__Given text__:
# Problems in the pen



## spiney (Jan 12, 2014)

I have 3 chooks, 1 white sillkie hen 8 weeks old, 1 black/white sillkie x wyandotte roo 10 weeks old and 1 wyandotte x ? sex? age? . The problem is the roo keeps attacking the sillike hen. What should I do to prevent this from continuing, he is aggressive all the time. And can anyone help tell the sex and breed of my other 1..


----------



## kessy09 (Jun 16, 2013)

I'm not the greatest with determining cross breeds as there are so many different breeds out there. But he's definitely a little cockerel. Maybe 10 weeks old? My Wyandottes start crowing at 8-9 weeks old. Even after that though their combs aren't as big or red as his.


----------



## powderhogg01 (Jun 4, 2013)

Mean roosters get the axe


----------



## Olof (Jun 16, 2013)

Yeah cull the mean roo. It is not nice to anyone to keep him around. Make some chicken noodle soup out of him.


----------



## spiney (Jan 12, 2014)

Thanks for the replies, the little rooster is going tomorrow and the other one "Henry" is a rooster he started crowing this morning. 

Sent from my GT-I9505 using Chicken Forum mobile app


----------



## hildar (Oct 3, 2013)

Yeah around here I am not allowing any of mine to show any meanness if they do they get the axe from now on. I can't allow that to pass on into any new babies.


----------



## powderhogg01 (Jun 4, 2013)

I live around a lot of predators, so a little mean is ok, but if they are actively coming at me.. Well I come at them back, only my bite hurts more


----------

[Some records]
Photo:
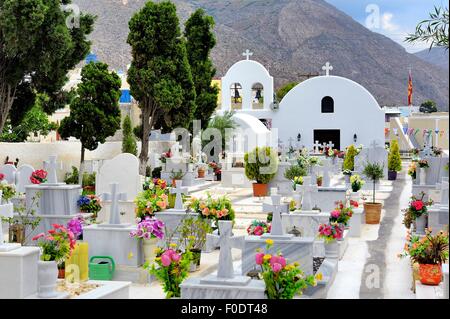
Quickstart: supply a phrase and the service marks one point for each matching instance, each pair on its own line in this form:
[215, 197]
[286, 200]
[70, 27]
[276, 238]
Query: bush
[261, 164]
[349, 161]
[129, 140]
[394, 160]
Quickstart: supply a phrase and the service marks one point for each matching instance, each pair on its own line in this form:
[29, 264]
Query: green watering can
[102, 269]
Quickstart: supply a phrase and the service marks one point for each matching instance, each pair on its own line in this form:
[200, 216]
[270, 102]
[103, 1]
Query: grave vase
[423, 176]
[47, 276]
[421, 224]
[149, 246]
[332, 250]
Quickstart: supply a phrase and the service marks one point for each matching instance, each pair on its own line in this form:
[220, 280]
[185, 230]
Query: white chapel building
[322, 109]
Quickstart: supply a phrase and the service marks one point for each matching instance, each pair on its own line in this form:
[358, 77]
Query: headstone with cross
[327, 168]
[225, 241]
[6, 211]
[52, 166]
[114, 215]
[317, 146]
[308, 189]
[327, 68]
[276, 208]
[247, 54]
[179, 190]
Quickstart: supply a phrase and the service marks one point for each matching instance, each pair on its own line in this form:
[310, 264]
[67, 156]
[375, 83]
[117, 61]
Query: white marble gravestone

__Task description__: Name each distinct username that posts in the forum thread on problems in the pen, listing each only once.

__Solved exercise__: spiney, kessy09, powderhogg01, Olof, hildar